● **Reading passage**:
Docket No. 5,791.
Decided December 3, 1969. Rehearing denied February 3, 1970. Application for leave to appeal filed February 21, 1970.
Appeal from Kalamazoo, Raymond W. Fox, J. Submitted Division 3 June 4, 1969, at Grand Rapids. (Docket No. 5,791.) Decided December 3, 1969. Rehearing denied February 3, 1970. Application for leave to appeal filed February 21, 1970.
Marshall Paffhousen was convicted of statutory rape. Defendant appeals. Reversed and remanded for a new trial.
Frank J. Kelley, Attorney General, Robert A. Derengoski, Solicitor General, Donald A. Burge, Prosecuting Attorney, and H. Michael Dwan, Assistant Prosecuting Attorney, for the people.
Wickett, Erickson Beach, for defendant.
Before: J.H. GILLIS, P.J., and R.B. BURNS and V.J. BRENNAN, JJ.
Defendant was convicted of the statutory rape of a 15-year-old girl. MCLA § 750.520 (Stat Ann 1954 Rev § 28.788).
On appeal, defendant raises four issues, only two of which require our consideration. It was established at trial that the complainant had changed her story about the incident to the policewoman assigned to the case. The prosecutor asked her why she had changed her story, and the question was repeated by the trial court. She replied, "Well, I thought I had better tell the truth for one thing, and, another thing, you don't fool a polygraph machine." Defense counsel objected and asked that the jury be excused.

● **Given data**:
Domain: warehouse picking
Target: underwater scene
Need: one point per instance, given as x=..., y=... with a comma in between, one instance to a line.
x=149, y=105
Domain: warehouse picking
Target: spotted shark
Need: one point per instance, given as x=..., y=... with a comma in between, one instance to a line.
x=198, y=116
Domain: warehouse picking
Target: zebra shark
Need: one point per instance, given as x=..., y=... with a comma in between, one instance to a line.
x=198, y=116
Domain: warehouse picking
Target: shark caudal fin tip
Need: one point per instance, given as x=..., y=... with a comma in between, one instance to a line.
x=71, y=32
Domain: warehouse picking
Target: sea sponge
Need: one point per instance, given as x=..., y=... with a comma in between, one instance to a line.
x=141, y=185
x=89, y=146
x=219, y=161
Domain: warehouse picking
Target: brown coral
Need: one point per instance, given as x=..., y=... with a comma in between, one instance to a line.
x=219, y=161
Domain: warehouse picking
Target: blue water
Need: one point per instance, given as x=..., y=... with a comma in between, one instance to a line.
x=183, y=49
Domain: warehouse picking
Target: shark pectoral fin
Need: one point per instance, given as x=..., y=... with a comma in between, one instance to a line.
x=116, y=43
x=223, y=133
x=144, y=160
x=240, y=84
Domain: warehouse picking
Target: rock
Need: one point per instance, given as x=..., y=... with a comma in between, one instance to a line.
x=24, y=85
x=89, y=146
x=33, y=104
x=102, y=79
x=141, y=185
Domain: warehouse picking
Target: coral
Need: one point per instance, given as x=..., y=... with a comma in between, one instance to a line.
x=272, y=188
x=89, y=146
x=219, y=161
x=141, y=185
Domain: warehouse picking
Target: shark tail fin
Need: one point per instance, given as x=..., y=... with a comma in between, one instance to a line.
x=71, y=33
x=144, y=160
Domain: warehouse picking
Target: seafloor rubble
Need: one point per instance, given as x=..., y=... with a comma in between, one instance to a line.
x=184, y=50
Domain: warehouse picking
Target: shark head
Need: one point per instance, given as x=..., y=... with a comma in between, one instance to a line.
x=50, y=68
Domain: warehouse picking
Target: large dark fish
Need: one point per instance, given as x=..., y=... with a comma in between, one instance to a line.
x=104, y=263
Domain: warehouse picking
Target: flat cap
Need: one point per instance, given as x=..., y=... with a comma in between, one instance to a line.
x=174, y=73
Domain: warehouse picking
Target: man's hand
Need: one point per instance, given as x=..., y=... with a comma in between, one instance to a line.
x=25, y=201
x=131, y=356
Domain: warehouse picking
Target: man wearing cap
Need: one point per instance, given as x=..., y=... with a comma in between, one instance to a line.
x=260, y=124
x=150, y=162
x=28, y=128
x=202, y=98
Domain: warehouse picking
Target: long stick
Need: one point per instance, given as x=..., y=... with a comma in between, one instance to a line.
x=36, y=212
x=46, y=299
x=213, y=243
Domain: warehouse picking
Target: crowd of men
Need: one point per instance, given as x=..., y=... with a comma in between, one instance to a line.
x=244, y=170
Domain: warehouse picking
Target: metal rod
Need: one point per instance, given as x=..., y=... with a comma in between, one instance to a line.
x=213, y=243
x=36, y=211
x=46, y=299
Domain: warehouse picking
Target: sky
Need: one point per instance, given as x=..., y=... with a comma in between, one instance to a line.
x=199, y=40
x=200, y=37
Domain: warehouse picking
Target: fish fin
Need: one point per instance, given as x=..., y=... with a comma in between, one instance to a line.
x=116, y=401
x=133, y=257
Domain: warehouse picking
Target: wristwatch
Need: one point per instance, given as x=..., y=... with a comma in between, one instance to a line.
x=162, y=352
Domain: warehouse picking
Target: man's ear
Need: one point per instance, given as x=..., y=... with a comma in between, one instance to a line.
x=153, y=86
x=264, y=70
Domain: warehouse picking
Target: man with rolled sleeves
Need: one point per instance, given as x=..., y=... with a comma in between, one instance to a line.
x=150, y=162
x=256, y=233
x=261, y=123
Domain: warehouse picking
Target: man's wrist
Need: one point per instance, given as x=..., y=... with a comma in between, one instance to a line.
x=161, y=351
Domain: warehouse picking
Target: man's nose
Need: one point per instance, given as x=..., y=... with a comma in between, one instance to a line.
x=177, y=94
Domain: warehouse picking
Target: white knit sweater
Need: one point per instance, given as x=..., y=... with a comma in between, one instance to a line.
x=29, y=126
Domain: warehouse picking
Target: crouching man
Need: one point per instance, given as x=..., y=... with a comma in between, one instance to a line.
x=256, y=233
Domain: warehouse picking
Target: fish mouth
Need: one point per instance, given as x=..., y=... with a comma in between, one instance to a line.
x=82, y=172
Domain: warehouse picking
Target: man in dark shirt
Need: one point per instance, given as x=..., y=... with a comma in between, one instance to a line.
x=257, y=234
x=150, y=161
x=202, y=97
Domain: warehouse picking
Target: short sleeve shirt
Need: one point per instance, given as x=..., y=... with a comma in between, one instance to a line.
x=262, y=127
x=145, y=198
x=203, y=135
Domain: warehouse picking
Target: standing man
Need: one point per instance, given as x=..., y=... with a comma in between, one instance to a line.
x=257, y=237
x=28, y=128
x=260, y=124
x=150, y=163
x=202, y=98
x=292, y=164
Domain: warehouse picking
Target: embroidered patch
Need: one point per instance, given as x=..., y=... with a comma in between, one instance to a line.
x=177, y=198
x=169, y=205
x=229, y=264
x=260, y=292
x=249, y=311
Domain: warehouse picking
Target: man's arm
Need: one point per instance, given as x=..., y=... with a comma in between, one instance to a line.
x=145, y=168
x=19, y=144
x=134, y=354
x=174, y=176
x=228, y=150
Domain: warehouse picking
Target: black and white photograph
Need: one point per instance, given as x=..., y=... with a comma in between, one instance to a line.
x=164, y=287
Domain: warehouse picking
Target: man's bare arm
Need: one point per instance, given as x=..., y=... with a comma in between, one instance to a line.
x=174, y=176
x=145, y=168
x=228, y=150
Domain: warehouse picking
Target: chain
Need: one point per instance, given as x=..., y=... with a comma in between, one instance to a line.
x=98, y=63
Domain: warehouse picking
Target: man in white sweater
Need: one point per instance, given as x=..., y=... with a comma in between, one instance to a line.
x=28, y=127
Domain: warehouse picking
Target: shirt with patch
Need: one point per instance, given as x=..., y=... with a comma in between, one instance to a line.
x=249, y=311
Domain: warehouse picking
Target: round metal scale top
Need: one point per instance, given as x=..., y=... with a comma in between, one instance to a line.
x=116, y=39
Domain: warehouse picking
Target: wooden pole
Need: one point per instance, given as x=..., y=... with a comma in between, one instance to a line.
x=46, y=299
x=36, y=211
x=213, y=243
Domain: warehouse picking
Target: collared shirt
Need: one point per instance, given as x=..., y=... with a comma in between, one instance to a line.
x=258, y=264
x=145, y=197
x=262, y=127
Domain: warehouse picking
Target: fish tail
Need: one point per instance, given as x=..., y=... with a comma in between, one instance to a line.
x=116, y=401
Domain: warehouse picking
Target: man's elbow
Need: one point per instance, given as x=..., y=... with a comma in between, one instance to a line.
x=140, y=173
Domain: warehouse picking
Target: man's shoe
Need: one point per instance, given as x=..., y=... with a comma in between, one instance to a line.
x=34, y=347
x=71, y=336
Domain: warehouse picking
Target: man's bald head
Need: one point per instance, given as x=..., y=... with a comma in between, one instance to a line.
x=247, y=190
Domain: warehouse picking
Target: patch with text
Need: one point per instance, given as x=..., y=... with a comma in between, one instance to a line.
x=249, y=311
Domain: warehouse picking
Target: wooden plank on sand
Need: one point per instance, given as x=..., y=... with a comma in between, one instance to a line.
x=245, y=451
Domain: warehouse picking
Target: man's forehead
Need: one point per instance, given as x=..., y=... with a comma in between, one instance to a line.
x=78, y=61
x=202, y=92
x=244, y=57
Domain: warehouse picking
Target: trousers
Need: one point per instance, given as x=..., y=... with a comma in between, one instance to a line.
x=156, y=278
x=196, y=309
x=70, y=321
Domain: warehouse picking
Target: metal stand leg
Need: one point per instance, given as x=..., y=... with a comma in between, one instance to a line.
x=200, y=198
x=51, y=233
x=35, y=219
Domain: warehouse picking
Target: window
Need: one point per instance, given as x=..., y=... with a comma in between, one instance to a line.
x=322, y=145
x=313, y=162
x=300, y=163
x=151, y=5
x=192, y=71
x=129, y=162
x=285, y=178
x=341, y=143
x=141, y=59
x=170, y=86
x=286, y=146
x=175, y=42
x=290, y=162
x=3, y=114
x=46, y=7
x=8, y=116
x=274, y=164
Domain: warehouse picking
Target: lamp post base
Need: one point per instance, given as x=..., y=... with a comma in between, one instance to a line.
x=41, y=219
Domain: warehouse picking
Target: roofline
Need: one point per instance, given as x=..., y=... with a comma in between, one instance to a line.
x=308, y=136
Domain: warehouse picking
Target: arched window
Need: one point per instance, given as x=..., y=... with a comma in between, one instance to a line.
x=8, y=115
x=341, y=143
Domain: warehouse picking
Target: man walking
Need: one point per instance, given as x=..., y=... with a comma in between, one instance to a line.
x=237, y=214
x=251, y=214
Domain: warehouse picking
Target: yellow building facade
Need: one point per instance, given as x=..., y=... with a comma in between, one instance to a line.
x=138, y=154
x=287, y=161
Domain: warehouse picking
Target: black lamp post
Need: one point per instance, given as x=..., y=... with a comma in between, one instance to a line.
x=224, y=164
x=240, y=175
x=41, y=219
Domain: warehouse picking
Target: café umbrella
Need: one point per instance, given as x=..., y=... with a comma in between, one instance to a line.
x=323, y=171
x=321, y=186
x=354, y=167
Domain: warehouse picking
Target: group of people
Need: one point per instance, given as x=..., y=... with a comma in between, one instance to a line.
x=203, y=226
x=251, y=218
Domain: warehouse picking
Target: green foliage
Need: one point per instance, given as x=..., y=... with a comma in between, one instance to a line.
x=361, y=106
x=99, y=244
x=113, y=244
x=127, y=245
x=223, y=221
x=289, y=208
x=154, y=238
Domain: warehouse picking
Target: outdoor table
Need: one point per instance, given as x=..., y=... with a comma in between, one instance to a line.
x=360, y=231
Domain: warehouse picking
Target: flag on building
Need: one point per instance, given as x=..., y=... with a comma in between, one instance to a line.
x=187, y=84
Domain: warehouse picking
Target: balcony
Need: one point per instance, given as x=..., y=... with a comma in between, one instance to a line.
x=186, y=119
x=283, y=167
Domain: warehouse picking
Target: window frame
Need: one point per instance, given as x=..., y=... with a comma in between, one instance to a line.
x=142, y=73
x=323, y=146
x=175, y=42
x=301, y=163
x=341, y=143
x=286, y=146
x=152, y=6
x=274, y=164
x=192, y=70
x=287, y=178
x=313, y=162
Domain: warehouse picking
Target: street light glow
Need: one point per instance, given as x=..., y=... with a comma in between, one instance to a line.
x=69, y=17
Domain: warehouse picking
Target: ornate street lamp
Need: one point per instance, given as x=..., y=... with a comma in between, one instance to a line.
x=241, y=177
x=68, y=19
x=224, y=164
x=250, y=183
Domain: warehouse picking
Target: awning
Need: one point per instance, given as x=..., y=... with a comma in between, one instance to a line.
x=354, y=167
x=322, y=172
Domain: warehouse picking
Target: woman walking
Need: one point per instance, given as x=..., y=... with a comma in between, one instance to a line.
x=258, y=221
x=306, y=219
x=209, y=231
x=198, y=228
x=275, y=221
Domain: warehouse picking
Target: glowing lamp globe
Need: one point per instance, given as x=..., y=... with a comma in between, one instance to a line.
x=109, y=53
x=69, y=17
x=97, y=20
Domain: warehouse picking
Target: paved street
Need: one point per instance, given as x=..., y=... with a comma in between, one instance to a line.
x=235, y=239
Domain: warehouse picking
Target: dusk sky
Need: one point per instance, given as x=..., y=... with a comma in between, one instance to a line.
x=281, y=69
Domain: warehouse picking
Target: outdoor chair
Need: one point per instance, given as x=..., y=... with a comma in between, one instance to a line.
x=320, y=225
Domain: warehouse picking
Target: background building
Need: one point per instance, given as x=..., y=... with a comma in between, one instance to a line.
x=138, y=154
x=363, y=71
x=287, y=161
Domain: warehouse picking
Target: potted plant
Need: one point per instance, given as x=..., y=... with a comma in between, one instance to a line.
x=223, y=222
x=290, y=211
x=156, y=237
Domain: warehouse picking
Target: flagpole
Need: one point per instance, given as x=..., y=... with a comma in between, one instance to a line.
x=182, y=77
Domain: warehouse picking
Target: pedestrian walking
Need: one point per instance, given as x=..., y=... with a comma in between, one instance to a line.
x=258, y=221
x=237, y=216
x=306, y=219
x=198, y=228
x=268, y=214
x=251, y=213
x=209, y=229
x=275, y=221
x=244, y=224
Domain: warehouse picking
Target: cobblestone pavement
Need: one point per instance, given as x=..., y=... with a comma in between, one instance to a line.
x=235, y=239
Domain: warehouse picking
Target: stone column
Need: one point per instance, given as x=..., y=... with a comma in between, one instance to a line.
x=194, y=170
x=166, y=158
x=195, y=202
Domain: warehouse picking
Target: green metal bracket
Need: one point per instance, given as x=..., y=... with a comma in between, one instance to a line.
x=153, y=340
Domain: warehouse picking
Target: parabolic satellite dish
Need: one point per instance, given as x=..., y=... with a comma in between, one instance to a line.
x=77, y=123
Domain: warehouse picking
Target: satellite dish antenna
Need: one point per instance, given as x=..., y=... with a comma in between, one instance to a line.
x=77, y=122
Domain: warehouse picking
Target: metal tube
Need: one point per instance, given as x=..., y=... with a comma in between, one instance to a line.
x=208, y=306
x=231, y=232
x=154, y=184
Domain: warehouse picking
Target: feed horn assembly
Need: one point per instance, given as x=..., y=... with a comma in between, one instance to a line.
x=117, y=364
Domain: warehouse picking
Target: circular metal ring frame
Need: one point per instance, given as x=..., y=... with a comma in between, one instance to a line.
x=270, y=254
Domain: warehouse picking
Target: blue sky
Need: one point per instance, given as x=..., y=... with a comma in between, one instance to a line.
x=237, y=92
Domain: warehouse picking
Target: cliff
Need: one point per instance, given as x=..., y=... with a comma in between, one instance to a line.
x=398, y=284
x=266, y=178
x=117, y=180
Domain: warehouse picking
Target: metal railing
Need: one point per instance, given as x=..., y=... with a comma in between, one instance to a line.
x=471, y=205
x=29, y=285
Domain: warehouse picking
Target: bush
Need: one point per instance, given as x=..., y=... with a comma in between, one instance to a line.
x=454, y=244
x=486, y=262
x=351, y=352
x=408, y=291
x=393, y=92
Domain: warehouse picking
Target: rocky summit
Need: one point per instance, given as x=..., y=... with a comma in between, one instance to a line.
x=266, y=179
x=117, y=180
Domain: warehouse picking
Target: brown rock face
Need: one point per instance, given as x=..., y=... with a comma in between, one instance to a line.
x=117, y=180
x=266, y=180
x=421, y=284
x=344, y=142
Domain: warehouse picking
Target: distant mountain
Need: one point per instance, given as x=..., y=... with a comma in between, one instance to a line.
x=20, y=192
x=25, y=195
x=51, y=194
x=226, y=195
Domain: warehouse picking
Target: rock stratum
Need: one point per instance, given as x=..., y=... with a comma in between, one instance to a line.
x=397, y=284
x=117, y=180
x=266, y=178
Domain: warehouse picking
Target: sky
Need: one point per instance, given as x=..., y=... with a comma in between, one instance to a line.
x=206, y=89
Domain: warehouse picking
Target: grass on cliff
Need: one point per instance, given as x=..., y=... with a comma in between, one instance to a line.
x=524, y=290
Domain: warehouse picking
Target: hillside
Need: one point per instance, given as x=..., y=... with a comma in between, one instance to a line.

● **Given instruction**:
Continue the court opinion above, starting right after its final sentence.

● **Task response**:
Thereupon, the following colloquy took place:
"The Court: Now what is the objection?
"Mr. Birkhold (defense counsel): My objection is that to me it is obvious that counsel was trying to get the polygraph in his testimony.
"The Court: No, nothing indicates that.
"Mr. Birkhold: Because he kept asking why she changed her mind, and it is obvious he was working up to get that in, and I ask for a mistrial.
"The Court: No, he hasn't asked for that. I don't know that she has taken a polygraph test. She just decided she would tell the truth before she did. That is her answer.
* * *
"The Court: I don't see anything wrong — if you go much farther you are going to be in trouble — but I don't see anything wrong up until now. You asked the young lady why she changed her story.
"Mr. Birkhold: And I have objected to it.
"The Court: And she said, `I changed my story because you don't fool a polygraph test.' We know a lot of people confess before ever being put on that machine.
"Mr. Birkhold: But his whole tenor of questioning is that this is the thing he was trying to bring out.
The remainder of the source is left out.